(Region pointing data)
· · ·
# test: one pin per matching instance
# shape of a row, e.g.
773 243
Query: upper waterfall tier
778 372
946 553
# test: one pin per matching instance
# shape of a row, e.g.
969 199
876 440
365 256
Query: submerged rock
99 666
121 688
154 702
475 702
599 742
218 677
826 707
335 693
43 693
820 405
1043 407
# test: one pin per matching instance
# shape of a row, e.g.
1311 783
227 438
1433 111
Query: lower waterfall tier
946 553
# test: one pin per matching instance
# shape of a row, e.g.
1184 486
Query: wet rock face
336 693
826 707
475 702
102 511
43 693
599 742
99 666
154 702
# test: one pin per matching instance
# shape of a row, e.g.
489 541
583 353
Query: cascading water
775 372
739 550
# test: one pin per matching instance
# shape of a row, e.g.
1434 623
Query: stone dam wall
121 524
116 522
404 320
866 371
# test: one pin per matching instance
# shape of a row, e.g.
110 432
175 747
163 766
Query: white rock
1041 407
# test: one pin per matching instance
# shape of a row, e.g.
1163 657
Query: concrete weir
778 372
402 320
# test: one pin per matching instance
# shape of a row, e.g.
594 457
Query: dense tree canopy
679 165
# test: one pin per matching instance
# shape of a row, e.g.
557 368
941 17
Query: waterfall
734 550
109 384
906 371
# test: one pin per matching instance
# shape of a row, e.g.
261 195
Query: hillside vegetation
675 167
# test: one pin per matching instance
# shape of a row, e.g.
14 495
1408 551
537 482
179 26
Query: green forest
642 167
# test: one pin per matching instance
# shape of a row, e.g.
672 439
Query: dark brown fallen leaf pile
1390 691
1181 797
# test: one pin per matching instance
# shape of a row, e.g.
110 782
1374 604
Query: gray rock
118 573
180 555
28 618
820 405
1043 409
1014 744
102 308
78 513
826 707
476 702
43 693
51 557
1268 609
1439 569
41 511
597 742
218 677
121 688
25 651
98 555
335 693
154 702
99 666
· · ·
- [DESCRIPTION OF THE TASK] The full set of entries must be printed again without any alteration.

- [TASK OUTPUT]
# test: one pin per matching instance
# shape of a row, e.g.
773 243
Query: upper waterfall tier
778 372
946 553
# test: one pin per matching instance
# shape of a row, e.g.
969 199
876 440
365 256
Query: submerged rock
99 666
121 688
154 702
475 702
599 742
218 677
826 707
335 693
43 693
820 405
1043 407
# test: one pin per matching instance
# shape of a row, e.g.
1311 783
227 438
1433 111
Query: lower waterfall tier
946 553
# test: one pin per matching instance
# shape of a row, e.g.
1184 486
Query: wet rock face
336 693
826 707
475 702
102 511
43 693
599 742
99 666
154 702
# test: one pin per matching instance
# shape of a row, e.g.
489 541
583 353
Query: cascading water
775 372
739 550
# test: one pin per matching instance
# shape of a row, e.g.
1434 623
Query: stone dam wall
121 524
116 522
404 320
866 371
# test: one pin per matching instance
# shape of a row, e.g.
110 432
175 747
163 766
Query: white rock
1041 407
# test: one pin per matching instance
# shape of a row, e.g.
1163 657
Query: concrete weir
778 372
402 320
# test: one pin per matching instance
# shape of a row, e.g.
594 457
Query: dense tree canopy
679 165
# test: one pin per matching instance
# shape of a row, e.g.
557 368
941 17
Query: waterfall
734 550
109 384
906 371
# test: one pin per matching instance
# shape of a row, e.g.
261 195
Query: hillside vegetation
675 167
# test: one pin per matching instance
# shape of a row, e.g.
14 495
1408 551
537 482
179 26
Query: green forest
642 167
# test: one pin per matching instance
# shape of a row, e.g.
672 439
Query: dark brown fallen leaf pile
1390 691
1181 797
# test: one pin per matching instance
# shape of a row, e.g.
110 782
1374 604
Query: gray rock
118 573
180 555
28 618
820 405
1043 409
1014 744
102 308
78 513
826 707
476 702
43 693
51 557
1268 609
1439 569
41 511
597 742
218 677
121 688
25 651
98 555
335 693
154 702
99 666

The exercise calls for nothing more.